• Exercise description: Once the line containing "# draw the outline of every instance of the arched" is found, set down that line and each one after it exactly, through the end of the entries.

-- Source records follows --

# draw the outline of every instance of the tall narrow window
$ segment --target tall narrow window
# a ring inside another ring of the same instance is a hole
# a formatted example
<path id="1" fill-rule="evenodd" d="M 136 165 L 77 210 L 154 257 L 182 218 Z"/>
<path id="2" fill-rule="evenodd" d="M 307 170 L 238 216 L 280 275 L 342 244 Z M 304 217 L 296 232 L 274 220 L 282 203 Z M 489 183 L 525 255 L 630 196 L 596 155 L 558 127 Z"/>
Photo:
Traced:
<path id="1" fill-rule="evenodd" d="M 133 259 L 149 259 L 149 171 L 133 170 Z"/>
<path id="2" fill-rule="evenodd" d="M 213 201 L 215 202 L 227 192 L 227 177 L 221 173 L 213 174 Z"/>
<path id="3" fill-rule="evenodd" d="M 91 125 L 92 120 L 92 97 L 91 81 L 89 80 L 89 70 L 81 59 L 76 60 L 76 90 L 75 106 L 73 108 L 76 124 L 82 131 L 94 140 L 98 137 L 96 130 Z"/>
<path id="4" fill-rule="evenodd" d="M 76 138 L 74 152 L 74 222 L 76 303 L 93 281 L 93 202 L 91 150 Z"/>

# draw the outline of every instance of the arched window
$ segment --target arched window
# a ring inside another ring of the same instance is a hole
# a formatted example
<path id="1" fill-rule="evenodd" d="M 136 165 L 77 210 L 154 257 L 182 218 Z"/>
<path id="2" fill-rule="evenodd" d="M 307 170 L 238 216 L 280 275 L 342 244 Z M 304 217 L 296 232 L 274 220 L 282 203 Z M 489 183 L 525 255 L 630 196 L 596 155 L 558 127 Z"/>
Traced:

-- Source records concluded --

• Output:
# draw the outline of every instance of the arched window
$ segment --target arched window
# a ring inside another ring of the same instance is a hole
# a formatted example
<path id="1" fill-rule="evenodd" d="M 136 165 L 77 210 L 154 257 L 182 218 Z"/>
<path id="2" fill-rule="evenodd" d="M 307 170 L 238 216 L 280 275 L 342 244 Z M 304 217 L 296 232 L 274 220 L 282 203 Z M 489 183 L 525 255 L 630 196 L 596 155 L 558 127 Z"/>
Traced:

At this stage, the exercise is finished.